• Task directions:
Please repeat only the lines below starting at the line that holds "negative clicks: (138, 188) (130, 188)" and ending at the line that holds "positive clicks: (203, 4)", exactly, with both of those lines included and every picture omitted.

• Information given:
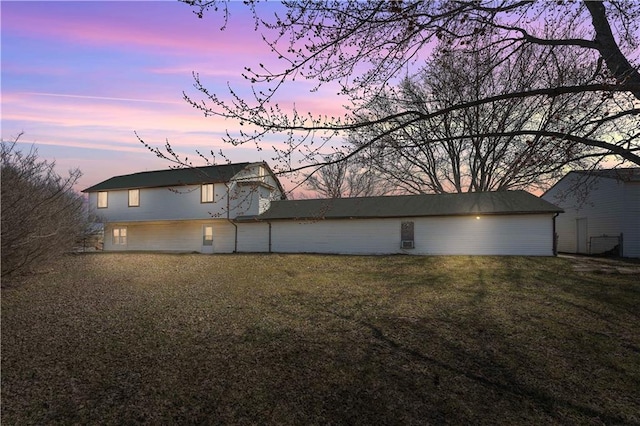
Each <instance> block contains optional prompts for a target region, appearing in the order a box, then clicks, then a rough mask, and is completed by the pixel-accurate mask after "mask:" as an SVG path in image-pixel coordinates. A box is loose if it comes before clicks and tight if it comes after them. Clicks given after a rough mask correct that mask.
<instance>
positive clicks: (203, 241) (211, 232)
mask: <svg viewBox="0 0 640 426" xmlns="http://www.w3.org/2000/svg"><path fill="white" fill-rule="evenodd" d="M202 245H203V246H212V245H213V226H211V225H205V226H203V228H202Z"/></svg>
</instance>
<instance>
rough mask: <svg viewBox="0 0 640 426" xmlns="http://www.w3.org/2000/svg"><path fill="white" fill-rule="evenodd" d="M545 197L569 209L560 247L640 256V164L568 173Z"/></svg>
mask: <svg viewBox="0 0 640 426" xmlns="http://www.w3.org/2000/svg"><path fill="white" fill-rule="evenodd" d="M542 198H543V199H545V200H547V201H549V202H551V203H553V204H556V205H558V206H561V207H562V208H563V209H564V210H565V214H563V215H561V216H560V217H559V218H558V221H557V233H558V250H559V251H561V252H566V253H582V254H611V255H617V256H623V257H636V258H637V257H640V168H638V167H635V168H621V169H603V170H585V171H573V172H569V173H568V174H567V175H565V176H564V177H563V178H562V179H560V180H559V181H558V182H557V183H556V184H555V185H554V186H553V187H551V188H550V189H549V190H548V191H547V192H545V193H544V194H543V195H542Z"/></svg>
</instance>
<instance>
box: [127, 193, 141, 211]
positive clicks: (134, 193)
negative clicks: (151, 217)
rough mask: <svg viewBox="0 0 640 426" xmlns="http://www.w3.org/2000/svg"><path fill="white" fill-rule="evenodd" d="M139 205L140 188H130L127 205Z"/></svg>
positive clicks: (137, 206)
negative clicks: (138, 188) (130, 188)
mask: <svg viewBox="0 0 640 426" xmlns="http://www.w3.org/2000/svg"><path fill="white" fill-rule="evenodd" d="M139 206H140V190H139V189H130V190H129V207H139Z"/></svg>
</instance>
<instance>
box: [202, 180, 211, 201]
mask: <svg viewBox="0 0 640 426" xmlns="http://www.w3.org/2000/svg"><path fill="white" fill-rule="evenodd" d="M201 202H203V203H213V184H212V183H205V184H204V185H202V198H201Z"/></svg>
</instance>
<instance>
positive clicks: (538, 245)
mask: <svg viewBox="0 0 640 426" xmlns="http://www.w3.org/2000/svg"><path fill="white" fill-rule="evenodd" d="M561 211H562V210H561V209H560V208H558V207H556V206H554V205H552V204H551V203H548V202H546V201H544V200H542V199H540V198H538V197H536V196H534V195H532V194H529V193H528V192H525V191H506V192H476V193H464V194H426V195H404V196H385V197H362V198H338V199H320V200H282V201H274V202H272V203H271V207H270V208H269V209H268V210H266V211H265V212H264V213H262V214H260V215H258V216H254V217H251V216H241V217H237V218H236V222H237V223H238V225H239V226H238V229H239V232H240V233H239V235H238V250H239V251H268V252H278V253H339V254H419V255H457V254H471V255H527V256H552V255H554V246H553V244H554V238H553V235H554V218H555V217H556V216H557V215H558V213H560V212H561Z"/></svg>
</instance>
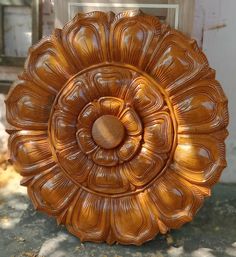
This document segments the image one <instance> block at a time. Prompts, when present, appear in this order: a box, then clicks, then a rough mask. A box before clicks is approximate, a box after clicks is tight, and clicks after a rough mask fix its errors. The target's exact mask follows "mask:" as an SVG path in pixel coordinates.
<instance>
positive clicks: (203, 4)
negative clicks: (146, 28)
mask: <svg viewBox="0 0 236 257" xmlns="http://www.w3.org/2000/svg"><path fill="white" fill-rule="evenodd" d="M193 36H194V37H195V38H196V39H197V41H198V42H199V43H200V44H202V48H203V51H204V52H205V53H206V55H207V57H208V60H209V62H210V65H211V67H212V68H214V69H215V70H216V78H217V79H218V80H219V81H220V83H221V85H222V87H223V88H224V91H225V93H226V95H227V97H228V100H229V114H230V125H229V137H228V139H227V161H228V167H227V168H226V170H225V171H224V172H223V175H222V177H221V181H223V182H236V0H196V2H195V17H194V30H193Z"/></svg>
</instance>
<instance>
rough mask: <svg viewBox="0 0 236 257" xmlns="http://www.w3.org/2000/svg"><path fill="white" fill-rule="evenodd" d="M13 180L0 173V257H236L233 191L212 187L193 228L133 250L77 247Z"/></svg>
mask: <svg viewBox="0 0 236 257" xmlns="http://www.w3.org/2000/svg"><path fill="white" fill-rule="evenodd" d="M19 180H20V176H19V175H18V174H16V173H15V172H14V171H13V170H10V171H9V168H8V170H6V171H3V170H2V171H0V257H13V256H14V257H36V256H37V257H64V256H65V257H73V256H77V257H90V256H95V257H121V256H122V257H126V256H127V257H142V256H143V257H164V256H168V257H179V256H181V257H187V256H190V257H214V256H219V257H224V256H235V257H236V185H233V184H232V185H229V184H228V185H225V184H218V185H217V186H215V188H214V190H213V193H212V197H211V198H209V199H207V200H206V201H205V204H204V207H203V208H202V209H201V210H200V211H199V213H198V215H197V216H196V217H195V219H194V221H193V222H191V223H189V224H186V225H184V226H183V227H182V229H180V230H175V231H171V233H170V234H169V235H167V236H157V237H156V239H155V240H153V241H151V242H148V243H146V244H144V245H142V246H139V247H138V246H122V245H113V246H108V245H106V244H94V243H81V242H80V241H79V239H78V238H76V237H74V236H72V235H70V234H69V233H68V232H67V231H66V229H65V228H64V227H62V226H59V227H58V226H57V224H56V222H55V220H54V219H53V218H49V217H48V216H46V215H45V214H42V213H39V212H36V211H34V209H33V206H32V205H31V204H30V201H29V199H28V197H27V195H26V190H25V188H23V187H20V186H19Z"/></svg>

• Answer for the task:
negative clicks: (138, 188) (130, 188)
mask: <svg viewBox="0 0 640 426" xmlns="http://www.w3.org/2000/svg"><path fill="white" fill-rule="evenodd" d="M139 206H140V190H139V189H130V190H129V207H139Z"/></svg>
</instance>
<instance>
box: [202, 180, 211, 201]
mask: <svg viewBox="0 0 640 426" xmlns="http://www.w3.org/2000/svg"><path fill="white" fill-rule="evenodd" d="M201 202H203V203H213V184H212V183H205V184H204V185H202V198H201Z"/></svg>
</instance>
<instance>
positive clicks: (538, 245)
mask: <svg viewBox="0 0 640 426" xmlns="http://www.w3.org/2000/svg"><path fill="white" fill-rule="evenodd" d="M561 211H562V210H561V209H560V208H558V207H556V206H554V205H552V204H551V203H548V202H546V201H544V200H542V199H540V198H538V197H536V196H534V195H532V194H529V193H528V192H525V191H506V192H476V193H464V194H426V195H404V196H385V197H362V198H338V199H320V200H282V201H274V202H272V203H271V207H270V208H269V209H268V210H266V211H265V212H264V213H262V214H260V215H258V216H254V217H251V216H241V217H237V218H236V222H237V223H238V225H239V226H238V229H239V232H240V233H239V235H238V250H239V251H268V252H278V253H339V254H419V255H457V254H471V255H527V256H552V255H554V246H553V244H554V238H553V235H554V218H555V217H556V216H557V215H558V213H560V212H561Z"/></svg>
</instance>
This document segments the image one <instance> block at a time. Prompts, when present, appear in this order: a box, then clicks, then a rough mask. A box before clicks is approximate, a box after clicks is tight, and clicks after a rough mask fix its errors. The target's exact mask follows "mask:" as an SVG path in pixel coordinates.
<instance>
positive clicks: (203, 4)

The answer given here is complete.